* [Texte fourni]
Les voeux de la Taulière vont aujourd'hui (mais ç'aurait pu être le 32 mars dernier ou le 22 septembre) à la communauté LGBT.

Plus précisément, elle souhaite à cette "communauté" de se dissoudre rapidement, de disparaître en tant que telle.

Ce serait enfin le signe tangible que les homosexuelles (féminin dominant, tiens, essayons un peu pour voir) ne seraient plus obligé-e-s de passer, comme c'est le cas depuis deux siècles, par toutes ces cases, comme dans un jeu de l'oie particulièrement pervers : un demi-pas en avant, trois pas en arrière...

Sans parler des moments de l'histoire et des lieux où on les a emprisonné-e-s, tué-e-s, ou même fiché-e-s, de la mode des électrochocs pour guérir cette "maladie", des dénonciations, des parents qui jettent leur enfant dehors lorsqu'ils apprennent... Alors ça, c'est encore très pratiqué. C'est la raison d'être du "Refuge", association qui propose des appartements-relais à ces malheureux-ses.

* [Consigne 1]
Quels mots du billet sur la communauté LGBT sont écrits avec une marque d'écriture inclusive séparée par un trait d'union ? Relevez-les tous.
* [Consigne 2]
Recopiez le billet sur la communauté LGBT depuis « Ce serait enfin » jusqu'à « à ces malheureux-ses. » inclus.
Le matériel placé plus bas n'est pas nécessaire.

* [Données recueillies]
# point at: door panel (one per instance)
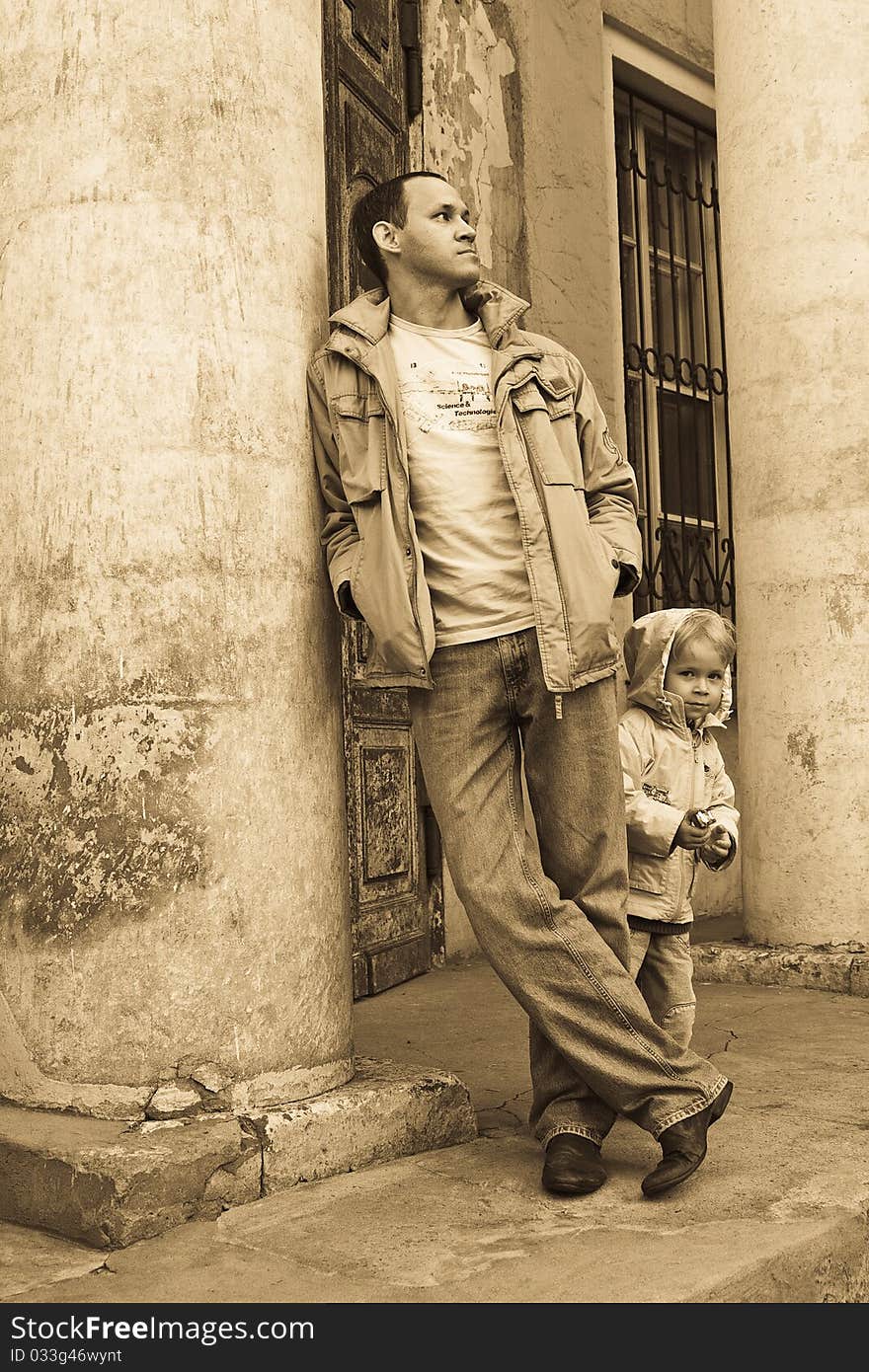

* [Zone de réponse 1]
obligé-e-s, emprisonné-e-s, tué-e-s, fiché-e-s, malheureux-ses

* [Zone de réponse 2]
Ce serait enfin le signe tangible que les homosexuelles (féminin dominant, tiens, essayons un peu pour voir) ne seraient plus obligé-e-s de passer, comme c'est le cas depuis deux siècles, par toutes ces cases, comme dans un jeu de l'oie particulièrement pervers : un demi-pas en avant, trois pas en arrière...

Sans parler des moments de l'histoire et des lieux où on les a emprisonné-e-s, tué-e-s, ou même fiché-e-s, de la mode des électrochocs pour guérir cette "maladie", des dénonciations, des parents qui jettent leur enfant dehors lorsqu'ils apprennent... Alors ça, c'est encore très pratiqué. C'est la raison d'être du "Refuge", association qui propose des appartements-relais à ces malheureux-ses.